## Stated exercise 1
In the passage of Texas quotes below, repeat everything from "The Clinton administration" down to "with it also.".

* begin Passage given *

I must say as to what I have seen of Texas, it is the garden spot of the world, 
the best land and the best prospects for health I ever saw, and I do believe it is 
a fortune to any man to come here - Alamo hero Davey Crockett

I am forced to conclude that God made Texas on his day off, for pure 
entertainment, just to prove that all that diversity could be crammed into one 
section of earth by a really top hand - Author Mary Lasswell

Texas is neither southern nor western. Texas is Texas - Senator William Blakley

Texas does not, like any other region, simply have indigenous dishes. It proclaims them. It congratulates you, on your arrival, at having escaped from the slop pails of the other 49 states. - Alistair Cooke

The Clinton administration launched an attack on people in Texas because those people were religious nuts with guns. Hell, this country was founded by religious nuts with guns. Who does Bill Clinton think stepped ashore on Plymouth Rock? - P. J. O'Rourke


----------



## Flyman (Jun 11, 2007)

Fuzzybeekeeper...Flyman comes from being a hard core fly fisherman...my other addiction. Wife puts up with it also.

* end Passage given *
* begin Supplied records *

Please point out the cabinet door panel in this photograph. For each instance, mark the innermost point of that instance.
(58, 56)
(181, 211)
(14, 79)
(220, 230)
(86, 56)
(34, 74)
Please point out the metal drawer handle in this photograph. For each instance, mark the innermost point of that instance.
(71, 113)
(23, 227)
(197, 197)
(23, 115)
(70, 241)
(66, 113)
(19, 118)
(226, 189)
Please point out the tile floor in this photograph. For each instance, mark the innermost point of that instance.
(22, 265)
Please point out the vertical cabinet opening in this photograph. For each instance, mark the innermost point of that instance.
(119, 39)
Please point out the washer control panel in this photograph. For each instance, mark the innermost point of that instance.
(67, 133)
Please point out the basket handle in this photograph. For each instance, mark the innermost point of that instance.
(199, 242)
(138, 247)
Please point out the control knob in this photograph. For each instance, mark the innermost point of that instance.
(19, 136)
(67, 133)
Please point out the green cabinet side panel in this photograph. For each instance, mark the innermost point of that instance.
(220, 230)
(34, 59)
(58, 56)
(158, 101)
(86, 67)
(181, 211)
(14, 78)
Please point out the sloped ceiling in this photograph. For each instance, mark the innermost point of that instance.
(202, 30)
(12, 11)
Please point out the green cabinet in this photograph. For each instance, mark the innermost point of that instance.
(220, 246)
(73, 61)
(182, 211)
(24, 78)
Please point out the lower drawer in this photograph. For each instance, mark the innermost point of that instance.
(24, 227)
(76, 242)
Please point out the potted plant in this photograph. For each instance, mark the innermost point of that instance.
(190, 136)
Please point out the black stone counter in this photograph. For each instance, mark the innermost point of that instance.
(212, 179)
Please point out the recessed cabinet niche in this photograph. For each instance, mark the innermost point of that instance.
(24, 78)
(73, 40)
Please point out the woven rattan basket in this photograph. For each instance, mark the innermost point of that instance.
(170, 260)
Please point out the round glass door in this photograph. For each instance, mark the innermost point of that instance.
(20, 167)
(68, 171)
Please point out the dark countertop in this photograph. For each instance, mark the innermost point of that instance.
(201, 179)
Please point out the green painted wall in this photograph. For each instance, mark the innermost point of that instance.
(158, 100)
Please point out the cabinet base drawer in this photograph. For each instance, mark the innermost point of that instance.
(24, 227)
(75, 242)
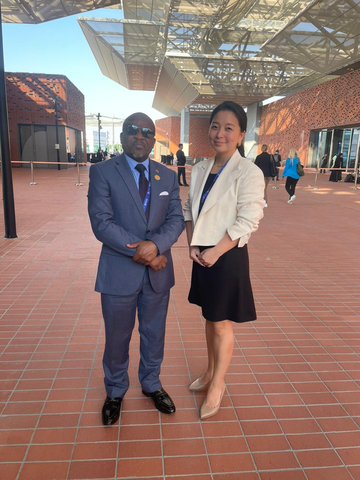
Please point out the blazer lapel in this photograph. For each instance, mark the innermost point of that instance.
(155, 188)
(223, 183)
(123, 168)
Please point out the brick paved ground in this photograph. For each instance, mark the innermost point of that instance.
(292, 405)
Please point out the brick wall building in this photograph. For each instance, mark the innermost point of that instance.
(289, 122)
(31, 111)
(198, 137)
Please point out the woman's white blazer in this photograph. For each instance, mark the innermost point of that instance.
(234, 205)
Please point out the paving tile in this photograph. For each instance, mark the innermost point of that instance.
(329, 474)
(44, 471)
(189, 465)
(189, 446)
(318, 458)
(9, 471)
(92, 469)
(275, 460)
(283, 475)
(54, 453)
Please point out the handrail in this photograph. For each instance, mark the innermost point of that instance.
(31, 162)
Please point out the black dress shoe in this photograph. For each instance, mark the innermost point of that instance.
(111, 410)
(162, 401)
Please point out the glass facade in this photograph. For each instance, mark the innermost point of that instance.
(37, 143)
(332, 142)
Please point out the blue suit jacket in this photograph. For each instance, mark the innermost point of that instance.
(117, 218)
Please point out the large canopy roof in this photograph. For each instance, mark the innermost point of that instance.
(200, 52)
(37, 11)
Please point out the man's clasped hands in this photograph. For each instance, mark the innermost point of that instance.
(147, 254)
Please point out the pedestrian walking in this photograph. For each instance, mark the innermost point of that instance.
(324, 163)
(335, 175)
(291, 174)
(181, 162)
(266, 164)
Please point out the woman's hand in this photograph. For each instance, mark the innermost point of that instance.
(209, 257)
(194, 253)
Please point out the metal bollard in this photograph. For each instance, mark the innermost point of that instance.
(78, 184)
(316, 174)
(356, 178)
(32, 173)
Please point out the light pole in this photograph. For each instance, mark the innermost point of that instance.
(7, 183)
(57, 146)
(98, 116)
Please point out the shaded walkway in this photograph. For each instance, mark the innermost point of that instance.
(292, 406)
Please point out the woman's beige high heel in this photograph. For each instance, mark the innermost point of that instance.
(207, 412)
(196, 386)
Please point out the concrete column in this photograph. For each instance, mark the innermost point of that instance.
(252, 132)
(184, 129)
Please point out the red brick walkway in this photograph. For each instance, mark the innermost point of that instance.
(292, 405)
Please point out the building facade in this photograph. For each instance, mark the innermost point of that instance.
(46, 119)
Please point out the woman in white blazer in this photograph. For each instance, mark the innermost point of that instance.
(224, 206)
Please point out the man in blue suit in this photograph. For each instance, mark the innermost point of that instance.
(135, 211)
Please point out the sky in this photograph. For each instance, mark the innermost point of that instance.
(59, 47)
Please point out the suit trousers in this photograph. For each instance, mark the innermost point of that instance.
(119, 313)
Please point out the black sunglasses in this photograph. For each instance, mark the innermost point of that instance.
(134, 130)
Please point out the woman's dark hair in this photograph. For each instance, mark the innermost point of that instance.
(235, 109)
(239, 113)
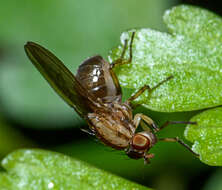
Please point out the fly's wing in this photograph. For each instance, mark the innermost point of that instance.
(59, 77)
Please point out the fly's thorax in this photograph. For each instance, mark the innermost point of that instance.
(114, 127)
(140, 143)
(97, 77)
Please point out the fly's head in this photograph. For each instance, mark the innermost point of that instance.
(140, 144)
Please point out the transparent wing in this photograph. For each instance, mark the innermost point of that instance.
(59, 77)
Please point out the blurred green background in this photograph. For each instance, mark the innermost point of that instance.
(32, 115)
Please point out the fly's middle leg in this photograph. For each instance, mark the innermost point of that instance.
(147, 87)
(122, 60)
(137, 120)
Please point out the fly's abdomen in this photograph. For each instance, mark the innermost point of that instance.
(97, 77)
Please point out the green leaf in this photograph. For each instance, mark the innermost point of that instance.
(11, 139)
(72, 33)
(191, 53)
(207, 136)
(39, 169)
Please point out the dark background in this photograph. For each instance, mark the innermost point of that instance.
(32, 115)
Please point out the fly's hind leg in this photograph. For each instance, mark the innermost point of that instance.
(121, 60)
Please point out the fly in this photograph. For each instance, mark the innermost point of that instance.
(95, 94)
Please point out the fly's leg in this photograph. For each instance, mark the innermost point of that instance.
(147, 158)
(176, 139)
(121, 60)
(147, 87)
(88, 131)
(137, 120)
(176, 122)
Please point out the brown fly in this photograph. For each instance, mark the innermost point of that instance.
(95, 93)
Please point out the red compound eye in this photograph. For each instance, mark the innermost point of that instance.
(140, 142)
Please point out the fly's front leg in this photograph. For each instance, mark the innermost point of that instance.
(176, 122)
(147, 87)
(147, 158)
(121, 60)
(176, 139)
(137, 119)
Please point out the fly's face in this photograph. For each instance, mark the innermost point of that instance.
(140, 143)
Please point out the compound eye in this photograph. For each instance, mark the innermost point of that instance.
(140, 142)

* end Supplied records *
* begin Supplied records *

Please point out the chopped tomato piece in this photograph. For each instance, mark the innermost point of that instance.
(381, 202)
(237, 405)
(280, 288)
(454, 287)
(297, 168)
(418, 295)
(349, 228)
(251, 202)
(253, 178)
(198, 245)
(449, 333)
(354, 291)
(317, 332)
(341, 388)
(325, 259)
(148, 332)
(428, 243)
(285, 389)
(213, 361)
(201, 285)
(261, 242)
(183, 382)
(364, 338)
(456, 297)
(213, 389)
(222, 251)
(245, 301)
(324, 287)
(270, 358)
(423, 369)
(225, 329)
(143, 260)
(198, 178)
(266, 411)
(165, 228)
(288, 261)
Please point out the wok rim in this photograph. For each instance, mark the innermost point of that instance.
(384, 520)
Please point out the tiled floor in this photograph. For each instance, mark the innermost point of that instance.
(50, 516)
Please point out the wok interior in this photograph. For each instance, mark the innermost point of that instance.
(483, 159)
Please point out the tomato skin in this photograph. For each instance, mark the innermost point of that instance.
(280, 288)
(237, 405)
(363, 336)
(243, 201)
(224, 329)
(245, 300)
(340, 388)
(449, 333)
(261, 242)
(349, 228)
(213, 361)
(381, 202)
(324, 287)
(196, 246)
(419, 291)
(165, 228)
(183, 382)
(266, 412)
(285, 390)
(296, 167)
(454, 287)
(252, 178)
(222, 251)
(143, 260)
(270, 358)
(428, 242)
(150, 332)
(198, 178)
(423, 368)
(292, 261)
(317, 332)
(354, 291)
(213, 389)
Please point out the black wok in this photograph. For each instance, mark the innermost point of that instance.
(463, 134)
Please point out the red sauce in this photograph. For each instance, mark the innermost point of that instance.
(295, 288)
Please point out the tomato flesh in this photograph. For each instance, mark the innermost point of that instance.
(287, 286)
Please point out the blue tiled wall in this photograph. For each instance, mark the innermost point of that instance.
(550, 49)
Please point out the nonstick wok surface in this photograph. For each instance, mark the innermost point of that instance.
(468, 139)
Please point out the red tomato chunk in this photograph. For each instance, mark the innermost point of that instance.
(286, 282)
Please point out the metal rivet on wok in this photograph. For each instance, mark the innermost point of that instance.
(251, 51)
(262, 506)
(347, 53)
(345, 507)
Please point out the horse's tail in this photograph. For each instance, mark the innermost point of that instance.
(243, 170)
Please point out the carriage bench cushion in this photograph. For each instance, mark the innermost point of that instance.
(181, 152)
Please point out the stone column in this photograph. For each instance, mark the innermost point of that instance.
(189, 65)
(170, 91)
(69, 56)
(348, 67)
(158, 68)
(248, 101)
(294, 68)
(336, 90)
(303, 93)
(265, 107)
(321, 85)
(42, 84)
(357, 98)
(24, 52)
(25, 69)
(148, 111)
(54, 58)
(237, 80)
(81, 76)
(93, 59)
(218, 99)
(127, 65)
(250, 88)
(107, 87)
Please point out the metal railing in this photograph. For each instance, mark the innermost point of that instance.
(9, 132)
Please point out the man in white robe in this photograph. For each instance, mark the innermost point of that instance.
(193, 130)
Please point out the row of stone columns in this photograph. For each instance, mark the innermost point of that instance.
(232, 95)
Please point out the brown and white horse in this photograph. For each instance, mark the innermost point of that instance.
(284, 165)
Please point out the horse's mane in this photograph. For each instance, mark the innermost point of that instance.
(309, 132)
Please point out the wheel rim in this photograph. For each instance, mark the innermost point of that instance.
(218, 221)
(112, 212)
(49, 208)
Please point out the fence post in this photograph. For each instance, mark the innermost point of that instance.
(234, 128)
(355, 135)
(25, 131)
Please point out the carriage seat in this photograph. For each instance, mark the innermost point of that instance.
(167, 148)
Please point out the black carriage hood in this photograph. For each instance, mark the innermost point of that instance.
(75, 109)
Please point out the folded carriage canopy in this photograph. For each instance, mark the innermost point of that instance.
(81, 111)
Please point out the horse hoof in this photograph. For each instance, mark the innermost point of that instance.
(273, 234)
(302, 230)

* end Supplied records *
* begin Supplied records *

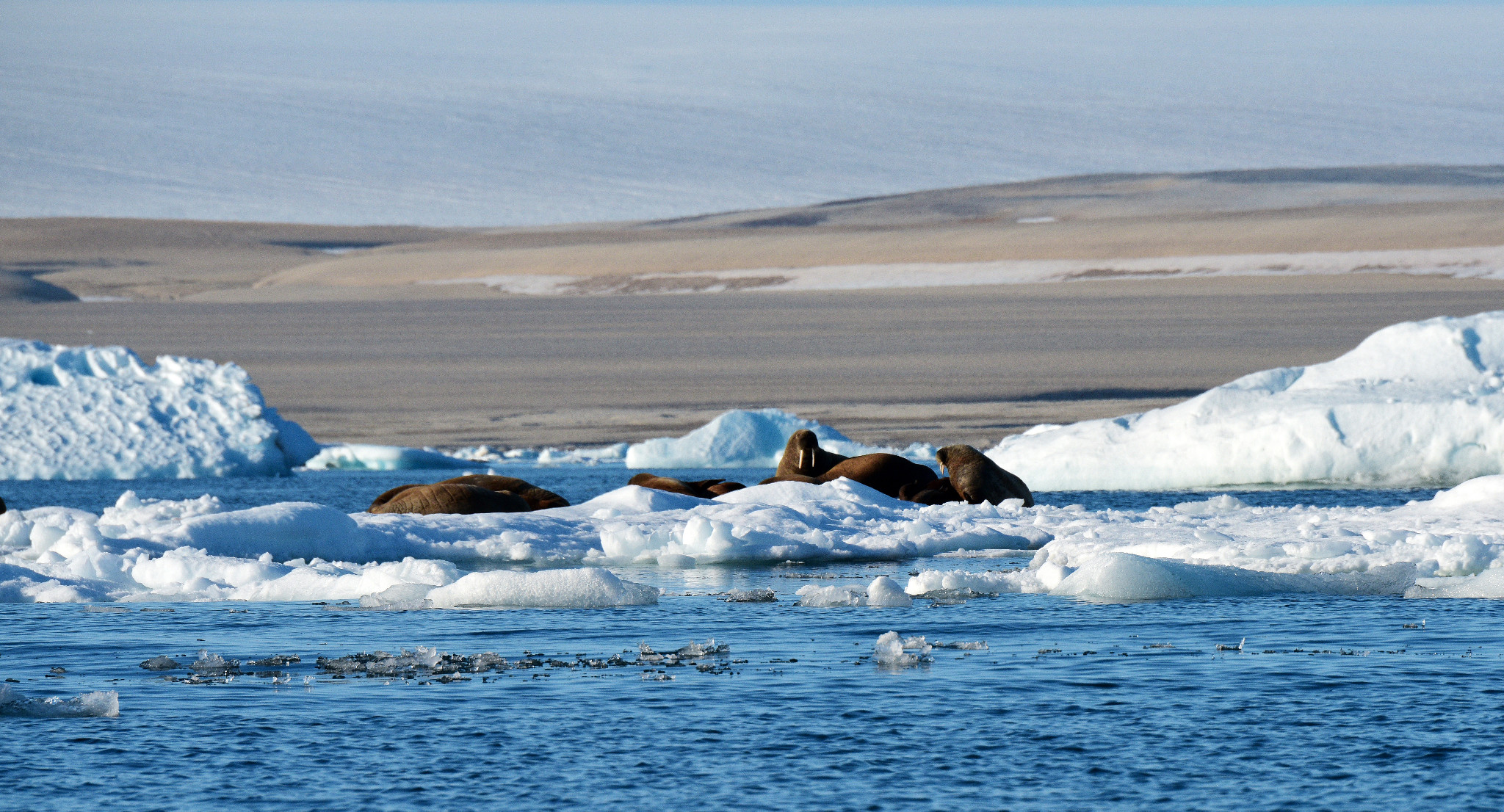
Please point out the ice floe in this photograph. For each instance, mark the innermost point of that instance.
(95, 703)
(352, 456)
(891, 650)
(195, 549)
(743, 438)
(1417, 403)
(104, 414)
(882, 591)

* end Supplied records *

## Stated exercise 2
Pick out and copy each line in the entries above that contains the string "wing". Case counts.

## Reply 1
The Clinton administration launched an attack on people in Texas because those people were religious nuts with guns. Hell, this country was founded by religious nuts with guns. Who does Bill Clinton think stepped ashore on Plymouth Rock? - P. J. O'Rourke


----------



## Flyman (Jun 11, 2007)

Fuzzybeekeeper...Flyman comes from being a hard core fly fisherman...my other addiction. Wife puts up with it also.

## Reply 2
Please point out the fly's wing in this photograph. For each instance, mark the innermost point of that instance.
Please point out the transparent wing in this photograph. For each instance, mark the innermost point of that instance.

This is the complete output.